Record set Start Marker

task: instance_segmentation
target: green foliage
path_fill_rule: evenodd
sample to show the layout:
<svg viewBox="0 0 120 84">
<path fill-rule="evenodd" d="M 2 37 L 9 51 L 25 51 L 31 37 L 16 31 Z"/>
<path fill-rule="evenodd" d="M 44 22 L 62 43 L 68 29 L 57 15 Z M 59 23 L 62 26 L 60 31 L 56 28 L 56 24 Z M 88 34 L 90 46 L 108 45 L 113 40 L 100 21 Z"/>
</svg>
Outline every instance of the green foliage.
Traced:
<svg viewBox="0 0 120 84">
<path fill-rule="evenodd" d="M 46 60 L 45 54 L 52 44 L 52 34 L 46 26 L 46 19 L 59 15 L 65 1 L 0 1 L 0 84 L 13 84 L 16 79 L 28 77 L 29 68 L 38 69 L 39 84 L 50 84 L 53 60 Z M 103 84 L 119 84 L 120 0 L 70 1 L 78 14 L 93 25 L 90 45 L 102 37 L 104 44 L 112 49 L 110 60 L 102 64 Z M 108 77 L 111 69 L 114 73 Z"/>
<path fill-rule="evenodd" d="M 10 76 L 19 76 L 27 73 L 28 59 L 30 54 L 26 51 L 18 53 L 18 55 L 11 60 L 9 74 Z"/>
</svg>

Record set End Marker

Filter the entries down to the lines with the word "green" in them, and copy those lines.

target: green foliage
Outline every instance of the green foliage.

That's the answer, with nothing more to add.